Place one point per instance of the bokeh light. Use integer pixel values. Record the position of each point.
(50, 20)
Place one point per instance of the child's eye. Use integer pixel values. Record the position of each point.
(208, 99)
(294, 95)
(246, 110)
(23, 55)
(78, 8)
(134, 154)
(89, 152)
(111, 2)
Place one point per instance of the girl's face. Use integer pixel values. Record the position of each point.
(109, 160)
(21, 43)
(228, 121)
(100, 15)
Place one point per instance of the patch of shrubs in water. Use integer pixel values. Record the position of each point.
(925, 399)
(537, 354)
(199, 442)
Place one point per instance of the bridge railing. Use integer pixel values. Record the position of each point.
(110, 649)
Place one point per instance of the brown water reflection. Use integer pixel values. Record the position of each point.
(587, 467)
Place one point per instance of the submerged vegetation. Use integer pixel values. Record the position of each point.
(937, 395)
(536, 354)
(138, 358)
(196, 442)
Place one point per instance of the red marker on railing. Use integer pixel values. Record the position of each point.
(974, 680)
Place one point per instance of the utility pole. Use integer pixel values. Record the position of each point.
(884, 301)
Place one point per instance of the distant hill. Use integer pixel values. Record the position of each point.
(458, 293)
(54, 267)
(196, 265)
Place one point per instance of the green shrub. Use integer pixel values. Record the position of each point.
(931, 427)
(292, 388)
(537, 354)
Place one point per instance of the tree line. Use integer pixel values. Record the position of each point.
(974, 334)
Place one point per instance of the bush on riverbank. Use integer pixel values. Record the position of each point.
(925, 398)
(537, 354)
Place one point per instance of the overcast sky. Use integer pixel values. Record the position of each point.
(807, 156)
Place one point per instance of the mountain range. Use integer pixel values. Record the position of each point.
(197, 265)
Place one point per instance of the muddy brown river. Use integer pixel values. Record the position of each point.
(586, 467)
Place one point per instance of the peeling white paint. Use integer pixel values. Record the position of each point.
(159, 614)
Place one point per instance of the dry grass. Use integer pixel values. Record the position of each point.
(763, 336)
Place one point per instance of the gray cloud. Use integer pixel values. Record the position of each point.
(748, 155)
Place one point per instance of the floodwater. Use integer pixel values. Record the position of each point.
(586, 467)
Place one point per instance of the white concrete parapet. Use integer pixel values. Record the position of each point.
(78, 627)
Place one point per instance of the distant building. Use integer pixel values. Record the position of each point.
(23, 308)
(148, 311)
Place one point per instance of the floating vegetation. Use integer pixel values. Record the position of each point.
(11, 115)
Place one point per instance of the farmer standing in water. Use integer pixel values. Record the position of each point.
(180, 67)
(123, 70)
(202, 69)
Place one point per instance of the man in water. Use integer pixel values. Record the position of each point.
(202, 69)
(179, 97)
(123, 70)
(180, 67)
--
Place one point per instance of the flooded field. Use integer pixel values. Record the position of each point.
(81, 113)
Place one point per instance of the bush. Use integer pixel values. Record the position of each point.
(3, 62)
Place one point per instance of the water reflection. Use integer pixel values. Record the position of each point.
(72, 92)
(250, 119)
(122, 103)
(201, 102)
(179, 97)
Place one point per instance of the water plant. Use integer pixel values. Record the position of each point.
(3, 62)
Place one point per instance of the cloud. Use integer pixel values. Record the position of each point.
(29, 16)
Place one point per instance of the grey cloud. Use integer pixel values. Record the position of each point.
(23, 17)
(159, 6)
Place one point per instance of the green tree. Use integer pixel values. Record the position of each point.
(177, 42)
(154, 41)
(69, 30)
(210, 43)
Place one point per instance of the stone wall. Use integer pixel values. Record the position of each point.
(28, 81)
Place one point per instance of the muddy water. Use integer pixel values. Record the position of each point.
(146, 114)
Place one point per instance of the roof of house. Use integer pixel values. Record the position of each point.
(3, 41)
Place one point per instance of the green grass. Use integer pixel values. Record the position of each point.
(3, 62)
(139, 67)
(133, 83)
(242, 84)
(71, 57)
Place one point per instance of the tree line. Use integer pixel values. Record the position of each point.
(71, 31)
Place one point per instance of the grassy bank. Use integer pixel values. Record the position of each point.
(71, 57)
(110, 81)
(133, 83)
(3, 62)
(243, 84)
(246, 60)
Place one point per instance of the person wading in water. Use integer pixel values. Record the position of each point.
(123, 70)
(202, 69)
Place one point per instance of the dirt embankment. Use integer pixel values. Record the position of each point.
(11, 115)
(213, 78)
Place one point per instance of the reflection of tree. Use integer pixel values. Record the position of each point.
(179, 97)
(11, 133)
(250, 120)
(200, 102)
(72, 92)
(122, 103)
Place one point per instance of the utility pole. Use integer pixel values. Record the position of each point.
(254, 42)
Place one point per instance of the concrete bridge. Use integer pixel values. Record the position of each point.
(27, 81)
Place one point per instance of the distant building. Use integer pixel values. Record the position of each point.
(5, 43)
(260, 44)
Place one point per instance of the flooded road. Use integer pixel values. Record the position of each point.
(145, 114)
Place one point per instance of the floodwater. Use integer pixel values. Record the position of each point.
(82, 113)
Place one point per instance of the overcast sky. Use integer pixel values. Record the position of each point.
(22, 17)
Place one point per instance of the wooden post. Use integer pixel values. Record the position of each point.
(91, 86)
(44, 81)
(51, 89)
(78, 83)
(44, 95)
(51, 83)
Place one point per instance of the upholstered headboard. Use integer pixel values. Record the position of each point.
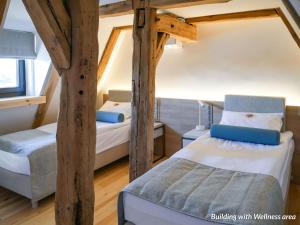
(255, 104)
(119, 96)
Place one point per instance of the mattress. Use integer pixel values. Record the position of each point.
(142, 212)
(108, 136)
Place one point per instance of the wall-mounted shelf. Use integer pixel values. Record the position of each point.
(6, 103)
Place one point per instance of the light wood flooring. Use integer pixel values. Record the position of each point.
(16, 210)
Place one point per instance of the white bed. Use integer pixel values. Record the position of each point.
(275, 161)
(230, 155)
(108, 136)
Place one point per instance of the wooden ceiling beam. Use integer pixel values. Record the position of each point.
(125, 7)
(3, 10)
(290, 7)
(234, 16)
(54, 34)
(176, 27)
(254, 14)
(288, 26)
--
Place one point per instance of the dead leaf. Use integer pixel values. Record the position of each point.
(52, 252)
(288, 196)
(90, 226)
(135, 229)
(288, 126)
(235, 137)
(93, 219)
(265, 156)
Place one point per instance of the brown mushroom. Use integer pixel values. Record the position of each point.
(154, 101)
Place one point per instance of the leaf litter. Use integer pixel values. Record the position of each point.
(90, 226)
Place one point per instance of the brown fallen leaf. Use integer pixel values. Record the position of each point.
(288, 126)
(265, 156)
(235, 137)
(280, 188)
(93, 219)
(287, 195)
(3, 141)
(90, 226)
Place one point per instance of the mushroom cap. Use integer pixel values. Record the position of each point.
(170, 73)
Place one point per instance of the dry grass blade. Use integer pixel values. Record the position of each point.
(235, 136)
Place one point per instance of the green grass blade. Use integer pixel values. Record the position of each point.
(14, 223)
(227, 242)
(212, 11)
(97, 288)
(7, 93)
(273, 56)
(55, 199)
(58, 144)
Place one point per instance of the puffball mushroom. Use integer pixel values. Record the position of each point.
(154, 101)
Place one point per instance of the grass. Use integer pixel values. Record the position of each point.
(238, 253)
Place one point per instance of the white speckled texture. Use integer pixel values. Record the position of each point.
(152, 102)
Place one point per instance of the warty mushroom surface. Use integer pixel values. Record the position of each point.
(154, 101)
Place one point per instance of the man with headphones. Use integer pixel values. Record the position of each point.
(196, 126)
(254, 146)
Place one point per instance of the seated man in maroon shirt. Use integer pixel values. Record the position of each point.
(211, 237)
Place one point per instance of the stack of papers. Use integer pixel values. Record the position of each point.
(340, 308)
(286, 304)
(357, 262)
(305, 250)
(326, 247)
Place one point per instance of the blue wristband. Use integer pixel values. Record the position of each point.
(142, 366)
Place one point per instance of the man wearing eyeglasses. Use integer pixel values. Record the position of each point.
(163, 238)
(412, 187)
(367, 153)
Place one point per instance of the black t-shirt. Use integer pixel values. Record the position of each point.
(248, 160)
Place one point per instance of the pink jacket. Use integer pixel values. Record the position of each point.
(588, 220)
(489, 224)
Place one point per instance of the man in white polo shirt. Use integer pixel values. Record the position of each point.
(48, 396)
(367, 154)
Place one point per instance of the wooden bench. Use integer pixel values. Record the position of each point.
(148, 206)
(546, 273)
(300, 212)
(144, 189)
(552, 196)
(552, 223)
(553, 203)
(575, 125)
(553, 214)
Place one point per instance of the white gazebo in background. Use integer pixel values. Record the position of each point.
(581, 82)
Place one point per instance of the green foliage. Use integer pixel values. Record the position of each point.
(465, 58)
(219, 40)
--
- [Exercise]: State how many lines of the records contain the word "wooden", counting only exact matches of case, and give only the number.

- [Right answer]: 3